YOUR ASSIGNMENT
From the line that contains "Query: hand touching elephant" down to the last line of the data below, transcribe every line exactly.

DATASET EXTRACT
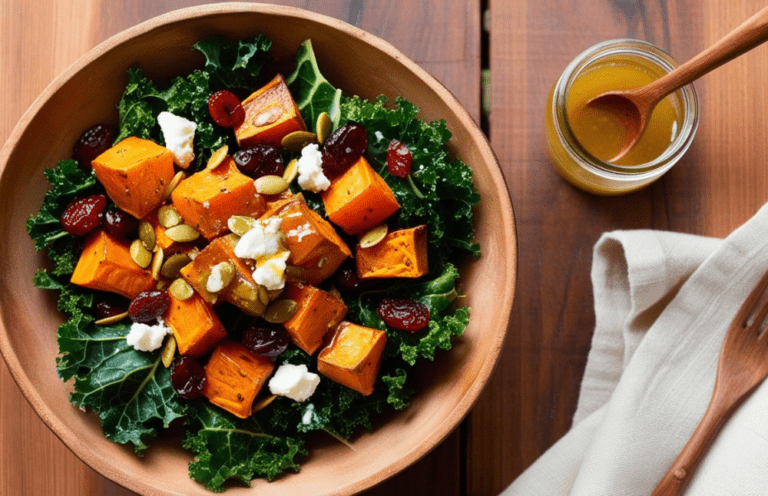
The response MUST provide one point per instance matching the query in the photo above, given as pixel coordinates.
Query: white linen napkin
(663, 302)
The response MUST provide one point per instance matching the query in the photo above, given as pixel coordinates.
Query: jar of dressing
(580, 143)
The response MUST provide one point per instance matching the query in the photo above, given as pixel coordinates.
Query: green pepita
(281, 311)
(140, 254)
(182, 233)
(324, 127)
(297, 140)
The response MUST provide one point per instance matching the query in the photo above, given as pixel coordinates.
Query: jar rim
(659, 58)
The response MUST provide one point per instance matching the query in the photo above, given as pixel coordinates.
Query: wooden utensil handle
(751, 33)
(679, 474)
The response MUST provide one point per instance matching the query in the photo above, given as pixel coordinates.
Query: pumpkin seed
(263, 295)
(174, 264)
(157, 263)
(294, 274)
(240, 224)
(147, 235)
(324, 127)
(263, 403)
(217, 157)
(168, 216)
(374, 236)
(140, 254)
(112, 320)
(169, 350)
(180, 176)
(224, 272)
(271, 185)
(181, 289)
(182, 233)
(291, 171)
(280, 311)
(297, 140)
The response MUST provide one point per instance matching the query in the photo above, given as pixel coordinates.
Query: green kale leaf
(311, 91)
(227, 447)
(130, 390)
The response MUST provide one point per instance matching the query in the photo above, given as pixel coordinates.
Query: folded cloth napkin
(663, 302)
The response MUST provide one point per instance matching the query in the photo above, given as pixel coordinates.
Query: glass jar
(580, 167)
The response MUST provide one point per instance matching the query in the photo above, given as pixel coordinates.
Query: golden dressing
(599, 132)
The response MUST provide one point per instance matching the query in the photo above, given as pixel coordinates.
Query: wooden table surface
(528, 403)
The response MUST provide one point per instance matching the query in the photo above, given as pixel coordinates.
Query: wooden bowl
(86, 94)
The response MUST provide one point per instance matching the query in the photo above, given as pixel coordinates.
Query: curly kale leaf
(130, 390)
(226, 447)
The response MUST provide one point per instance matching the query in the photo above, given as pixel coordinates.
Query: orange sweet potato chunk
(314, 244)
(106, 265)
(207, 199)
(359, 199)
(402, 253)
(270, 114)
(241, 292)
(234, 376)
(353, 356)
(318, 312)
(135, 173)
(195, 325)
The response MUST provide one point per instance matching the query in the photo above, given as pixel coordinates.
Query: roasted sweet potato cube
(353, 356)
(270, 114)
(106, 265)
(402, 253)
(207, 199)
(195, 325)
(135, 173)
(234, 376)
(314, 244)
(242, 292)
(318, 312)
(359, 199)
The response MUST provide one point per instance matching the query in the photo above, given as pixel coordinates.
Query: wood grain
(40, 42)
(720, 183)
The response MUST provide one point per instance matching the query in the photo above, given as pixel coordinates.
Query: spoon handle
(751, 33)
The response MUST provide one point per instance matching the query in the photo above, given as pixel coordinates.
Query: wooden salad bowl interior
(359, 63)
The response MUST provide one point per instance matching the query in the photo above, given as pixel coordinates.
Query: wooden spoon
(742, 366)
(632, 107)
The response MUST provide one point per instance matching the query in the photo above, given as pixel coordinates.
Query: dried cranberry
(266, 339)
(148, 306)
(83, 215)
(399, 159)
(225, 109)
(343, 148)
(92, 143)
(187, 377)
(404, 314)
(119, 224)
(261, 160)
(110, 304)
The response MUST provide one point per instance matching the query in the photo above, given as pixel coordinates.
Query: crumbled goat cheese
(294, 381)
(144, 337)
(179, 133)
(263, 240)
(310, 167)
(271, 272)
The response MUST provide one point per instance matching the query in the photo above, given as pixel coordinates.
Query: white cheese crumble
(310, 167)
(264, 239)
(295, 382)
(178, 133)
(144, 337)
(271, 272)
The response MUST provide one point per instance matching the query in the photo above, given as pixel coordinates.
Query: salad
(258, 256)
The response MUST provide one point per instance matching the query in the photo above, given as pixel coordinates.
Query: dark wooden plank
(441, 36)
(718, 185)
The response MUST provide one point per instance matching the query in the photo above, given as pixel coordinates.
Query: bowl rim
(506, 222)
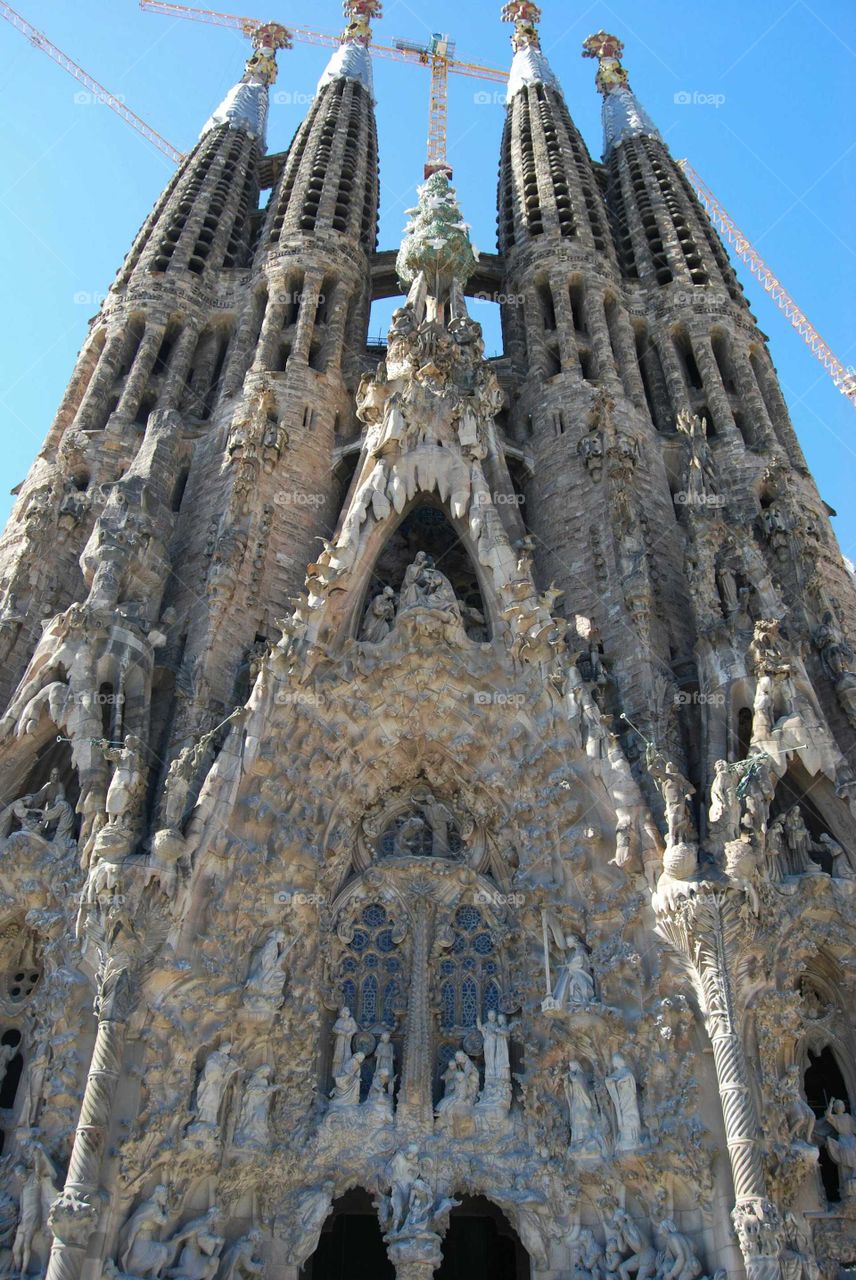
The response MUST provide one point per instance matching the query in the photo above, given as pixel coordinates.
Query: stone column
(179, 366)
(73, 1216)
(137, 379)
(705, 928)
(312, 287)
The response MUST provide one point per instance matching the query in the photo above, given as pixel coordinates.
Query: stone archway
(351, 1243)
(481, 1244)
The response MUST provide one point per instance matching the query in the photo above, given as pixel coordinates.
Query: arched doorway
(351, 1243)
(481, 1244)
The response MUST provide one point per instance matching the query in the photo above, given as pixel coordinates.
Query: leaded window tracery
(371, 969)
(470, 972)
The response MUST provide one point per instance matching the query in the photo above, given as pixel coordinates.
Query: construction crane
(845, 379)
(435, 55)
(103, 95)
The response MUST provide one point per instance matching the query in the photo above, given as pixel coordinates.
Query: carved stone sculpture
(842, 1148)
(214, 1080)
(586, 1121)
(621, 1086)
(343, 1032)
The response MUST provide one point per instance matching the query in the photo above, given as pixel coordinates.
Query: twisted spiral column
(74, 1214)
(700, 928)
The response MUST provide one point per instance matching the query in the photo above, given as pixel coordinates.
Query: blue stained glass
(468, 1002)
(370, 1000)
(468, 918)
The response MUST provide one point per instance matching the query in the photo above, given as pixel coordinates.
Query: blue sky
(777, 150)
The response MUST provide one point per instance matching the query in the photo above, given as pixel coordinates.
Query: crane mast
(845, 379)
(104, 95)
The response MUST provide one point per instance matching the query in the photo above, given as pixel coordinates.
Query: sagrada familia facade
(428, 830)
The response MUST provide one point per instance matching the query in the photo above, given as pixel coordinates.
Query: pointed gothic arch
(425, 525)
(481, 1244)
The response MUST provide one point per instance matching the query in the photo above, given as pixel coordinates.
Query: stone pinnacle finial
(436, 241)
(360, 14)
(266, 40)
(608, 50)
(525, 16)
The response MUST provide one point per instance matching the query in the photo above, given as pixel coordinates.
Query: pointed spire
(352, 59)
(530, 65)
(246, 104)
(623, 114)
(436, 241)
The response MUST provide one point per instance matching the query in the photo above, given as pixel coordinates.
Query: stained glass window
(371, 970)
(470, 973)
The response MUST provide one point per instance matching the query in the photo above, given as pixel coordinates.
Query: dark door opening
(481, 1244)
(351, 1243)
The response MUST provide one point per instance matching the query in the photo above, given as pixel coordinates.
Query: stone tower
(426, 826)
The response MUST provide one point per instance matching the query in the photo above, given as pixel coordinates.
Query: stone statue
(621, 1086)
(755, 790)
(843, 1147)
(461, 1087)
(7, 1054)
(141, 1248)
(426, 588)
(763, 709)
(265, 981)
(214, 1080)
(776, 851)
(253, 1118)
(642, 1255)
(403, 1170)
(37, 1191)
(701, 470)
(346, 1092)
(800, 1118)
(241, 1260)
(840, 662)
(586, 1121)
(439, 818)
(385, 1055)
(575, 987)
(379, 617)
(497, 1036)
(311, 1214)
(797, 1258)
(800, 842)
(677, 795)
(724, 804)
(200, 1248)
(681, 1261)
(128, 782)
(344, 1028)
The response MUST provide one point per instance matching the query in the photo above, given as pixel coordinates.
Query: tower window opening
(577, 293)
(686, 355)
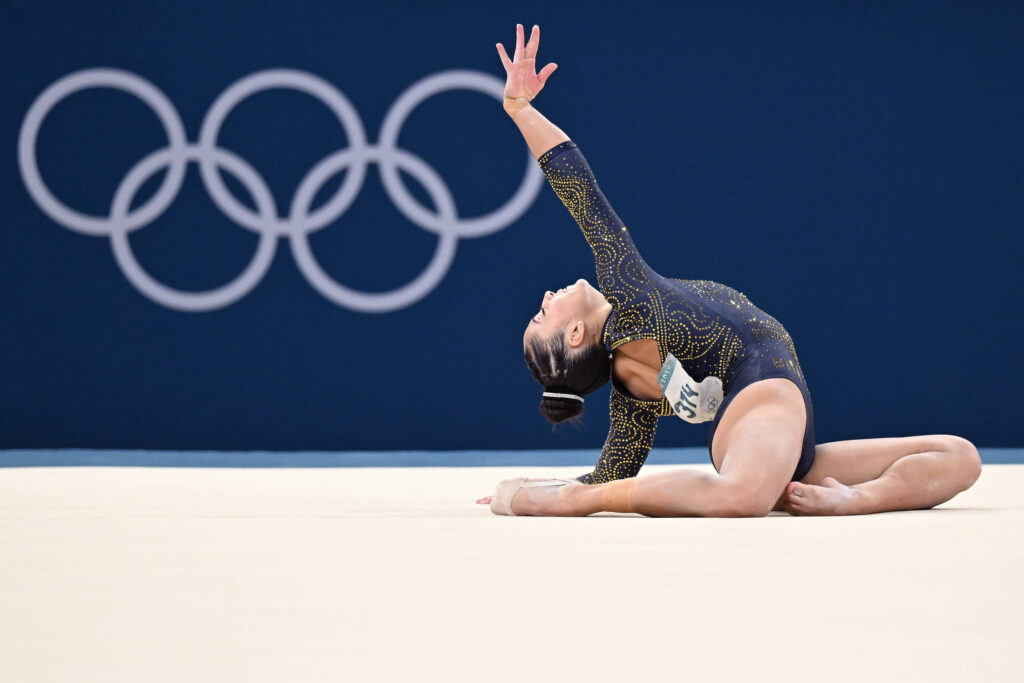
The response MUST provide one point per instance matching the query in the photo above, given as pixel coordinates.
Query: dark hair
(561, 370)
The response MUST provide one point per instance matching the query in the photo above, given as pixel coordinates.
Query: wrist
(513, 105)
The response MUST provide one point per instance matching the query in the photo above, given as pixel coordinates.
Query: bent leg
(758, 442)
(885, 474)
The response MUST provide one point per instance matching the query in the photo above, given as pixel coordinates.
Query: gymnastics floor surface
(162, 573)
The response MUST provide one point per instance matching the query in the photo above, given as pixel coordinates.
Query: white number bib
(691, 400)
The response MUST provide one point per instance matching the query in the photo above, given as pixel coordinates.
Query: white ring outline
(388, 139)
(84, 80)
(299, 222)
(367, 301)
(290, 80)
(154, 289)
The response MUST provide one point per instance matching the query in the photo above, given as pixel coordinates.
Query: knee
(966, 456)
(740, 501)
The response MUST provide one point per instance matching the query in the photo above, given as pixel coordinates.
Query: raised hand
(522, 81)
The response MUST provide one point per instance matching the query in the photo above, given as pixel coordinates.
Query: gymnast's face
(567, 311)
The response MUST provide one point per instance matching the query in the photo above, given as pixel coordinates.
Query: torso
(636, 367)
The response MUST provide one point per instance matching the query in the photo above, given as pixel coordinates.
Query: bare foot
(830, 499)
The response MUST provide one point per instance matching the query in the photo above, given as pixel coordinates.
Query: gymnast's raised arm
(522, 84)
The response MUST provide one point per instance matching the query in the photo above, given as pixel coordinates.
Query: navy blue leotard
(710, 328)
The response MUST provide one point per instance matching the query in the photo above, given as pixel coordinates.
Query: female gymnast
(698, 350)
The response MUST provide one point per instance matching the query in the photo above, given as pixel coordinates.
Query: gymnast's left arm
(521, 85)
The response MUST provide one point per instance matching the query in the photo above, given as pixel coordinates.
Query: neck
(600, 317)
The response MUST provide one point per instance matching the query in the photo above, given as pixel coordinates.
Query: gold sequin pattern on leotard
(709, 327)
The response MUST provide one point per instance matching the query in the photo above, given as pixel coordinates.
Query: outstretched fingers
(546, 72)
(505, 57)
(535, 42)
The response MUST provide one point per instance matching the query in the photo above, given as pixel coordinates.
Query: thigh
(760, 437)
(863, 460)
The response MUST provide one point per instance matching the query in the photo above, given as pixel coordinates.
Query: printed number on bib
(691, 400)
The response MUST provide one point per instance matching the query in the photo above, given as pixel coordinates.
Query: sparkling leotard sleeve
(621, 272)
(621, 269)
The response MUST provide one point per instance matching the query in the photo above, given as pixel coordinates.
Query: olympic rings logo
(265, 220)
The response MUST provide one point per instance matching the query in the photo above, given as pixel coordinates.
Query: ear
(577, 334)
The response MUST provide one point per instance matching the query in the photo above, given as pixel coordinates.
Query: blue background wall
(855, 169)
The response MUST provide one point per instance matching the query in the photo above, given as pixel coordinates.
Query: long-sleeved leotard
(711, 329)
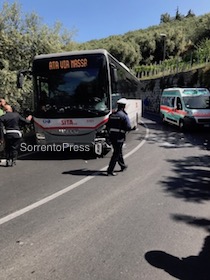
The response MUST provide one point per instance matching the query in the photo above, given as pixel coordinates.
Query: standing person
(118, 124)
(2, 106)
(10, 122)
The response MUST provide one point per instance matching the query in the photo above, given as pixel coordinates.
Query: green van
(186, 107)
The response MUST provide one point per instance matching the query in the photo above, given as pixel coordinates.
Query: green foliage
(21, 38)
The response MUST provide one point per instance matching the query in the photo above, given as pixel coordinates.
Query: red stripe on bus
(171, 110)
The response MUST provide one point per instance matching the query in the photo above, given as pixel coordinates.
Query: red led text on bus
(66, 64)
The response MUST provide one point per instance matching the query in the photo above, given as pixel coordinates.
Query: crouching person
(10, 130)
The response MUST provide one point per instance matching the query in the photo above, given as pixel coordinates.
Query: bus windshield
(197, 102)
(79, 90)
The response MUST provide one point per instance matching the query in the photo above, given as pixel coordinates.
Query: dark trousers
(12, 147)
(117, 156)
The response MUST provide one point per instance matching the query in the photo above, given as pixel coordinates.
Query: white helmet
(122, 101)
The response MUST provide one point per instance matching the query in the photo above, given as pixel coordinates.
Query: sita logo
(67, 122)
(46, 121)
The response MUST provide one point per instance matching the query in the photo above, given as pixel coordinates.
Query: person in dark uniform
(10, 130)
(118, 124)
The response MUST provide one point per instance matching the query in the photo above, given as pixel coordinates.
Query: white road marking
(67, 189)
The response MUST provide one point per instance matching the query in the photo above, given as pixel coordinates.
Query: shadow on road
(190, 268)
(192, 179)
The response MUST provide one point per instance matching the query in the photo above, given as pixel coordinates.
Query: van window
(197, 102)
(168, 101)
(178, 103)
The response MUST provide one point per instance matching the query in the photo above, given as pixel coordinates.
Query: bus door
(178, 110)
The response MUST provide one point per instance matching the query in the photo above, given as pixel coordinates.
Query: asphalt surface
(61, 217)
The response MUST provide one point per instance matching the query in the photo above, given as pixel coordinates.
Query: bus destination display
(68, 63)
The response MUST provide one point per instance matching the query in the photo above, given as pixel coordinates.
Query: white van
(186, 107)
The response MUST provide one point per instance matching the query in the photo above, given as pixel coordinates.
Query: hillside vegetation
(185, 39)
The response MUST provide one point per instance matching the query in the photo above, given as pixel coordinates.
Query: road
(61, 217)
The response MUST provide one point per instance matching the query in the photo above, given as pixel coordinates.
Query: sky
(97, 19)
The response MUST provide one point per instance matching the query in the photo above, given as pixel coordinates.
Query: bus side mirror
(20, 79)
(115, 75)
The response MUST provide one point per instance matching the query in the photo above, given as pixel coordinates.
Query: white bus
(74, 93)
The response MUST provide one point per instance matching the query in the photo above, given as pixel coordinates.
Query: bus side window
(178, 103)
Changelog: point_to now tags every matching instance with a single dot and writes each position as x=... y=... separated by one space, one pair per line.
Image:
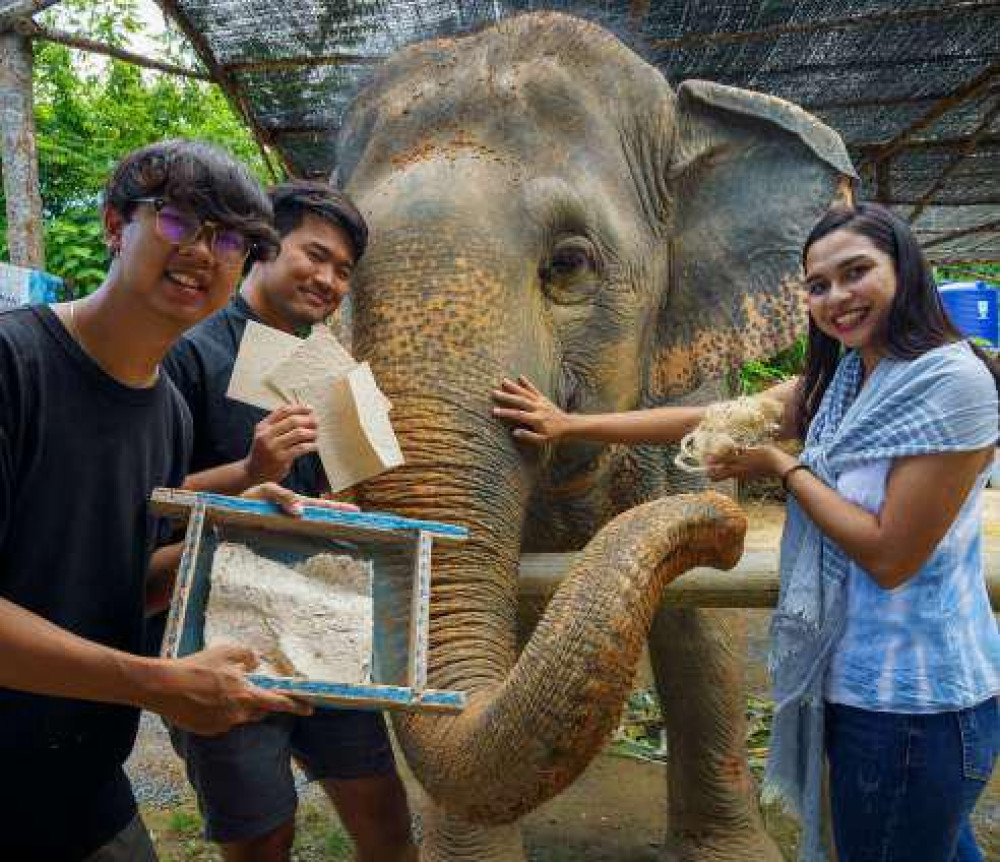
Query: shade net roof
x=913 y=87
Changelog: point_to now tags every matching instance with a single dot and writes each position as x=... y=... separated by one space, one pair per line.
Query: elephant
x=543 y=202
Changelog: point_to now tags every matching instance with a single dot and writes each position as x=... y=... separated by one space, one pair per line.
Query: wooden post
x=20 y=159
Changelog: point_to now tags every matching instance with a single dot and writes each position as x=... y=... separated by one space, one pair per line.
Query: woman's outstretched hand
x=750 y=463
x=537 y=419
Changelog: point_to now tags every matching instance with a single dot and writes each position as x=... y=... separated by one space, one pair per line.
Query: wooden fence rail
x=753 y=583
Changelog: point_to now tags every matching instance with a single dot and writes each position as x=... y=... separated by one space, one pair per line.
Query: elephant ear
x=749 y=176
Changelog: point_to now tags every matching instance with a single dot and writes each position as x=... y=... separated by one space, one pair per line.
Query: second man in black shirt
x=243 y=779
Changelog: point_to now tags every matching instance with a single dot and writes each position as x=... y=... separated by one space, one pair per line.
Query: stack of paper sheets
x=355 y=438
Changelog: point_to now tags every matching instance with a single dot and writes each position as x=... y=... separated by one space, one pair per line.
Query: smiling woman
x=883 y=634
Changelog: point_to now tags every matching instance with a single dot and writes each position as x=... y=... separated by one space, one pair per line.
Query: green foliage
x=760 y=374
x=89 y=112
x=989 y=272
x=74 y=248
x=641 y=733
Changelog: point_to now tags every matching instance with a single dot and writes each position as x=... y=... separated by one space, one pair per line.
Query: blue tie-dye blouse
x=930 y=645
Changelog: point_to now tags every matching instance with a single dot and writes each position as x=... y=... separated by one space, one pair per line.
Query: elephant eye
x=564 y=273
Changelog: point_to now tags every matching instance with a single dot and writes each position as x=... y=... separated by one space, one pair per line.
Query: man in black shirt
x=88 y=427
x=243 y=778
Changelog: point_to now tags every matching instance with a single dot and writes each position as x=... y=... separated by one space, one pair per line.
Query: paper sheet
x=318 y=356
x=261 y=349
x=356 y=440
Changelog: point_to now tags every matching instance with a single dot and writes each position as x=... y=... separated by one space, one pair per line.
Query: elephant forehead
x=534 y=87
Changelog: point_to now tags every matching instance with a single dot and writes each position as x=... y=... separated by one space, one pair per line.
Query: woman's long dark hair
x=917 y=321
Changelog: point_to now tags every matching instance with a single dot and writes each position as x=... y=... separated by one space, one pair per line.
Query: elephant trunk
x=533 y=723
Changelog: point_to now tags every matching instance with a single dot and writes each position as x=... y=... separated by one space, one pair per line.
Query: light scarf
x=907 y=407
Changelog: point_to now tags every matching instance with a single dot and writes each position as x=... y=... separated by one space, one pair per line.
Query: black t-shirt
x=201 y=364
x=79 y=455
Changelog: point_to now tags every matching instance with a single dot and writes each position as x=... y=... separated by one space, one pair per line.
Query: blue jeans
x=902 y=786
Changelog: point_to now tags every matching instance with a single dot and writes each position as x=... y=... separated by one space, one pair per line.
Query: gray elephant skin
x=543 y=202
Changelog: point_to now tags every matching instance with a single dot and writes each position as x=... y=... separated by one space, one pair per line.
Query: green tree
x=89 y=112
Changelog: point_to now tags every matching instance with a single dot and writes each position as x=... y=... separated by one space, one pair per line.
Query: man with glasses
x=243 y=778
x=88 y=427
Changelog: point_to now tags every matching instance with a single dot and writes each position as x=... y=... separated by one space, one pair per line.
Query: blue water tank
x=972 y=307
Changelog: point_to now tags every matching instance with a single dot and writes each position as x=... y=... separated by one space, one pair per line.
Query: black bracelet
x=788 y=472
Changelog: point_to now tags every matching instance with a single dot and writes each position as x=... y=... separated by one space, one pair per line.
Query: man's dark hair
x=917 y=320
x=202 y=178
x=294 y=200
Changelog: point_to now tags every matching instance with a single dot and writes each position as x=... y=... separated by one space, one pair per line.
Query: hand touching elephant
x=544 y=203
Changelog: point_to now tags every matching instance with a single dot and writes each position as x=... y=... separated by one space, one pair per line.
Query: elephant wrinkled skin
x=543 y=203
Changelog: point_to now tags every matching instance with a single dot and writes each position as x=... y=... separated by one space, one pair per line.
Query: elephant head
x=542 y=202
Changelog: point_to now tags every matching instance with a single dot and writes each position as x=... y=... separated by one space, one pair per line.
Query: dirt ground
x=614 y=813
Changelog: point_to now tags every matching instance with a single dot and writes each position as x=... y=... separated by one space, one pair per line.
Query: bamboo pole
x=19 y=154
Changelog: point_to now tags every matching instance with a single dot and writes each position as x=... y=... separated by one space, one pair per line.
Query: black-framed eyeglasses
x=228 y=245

RESPONSE AREA
Query: hand touching elephant
x=544 y=203
Changelog: point_to now tags every matching instance with a single dot and writes each position as x=... y=... separated by one space, one pair per line.
Query: elephant wrinkled skin
x=543 y=203
Changelog: point_to now tags every matching instance with a single dot and writes each position as x=... y=... separated by one space, one pair per line.
Query: elephant head
x=542 y=202
Changelog: point_to now tags every matching instance with a single dot and writes each position as x=... y=... separated by one space, one pair per line.
Query: dirt ground
x=614 y=813
Changelog: point_to now tags every matching instance with a single dot and writes each position as x=... y=... separated by one space, one pair per line.
Query: bamboo pole
x=19 y=154
Changelog: point_to now tags every matching instance with a single dot and writes each position as x=... y=... separated by one space, one pair per line.
Query: black-framed eyeglasses
x=228 y=245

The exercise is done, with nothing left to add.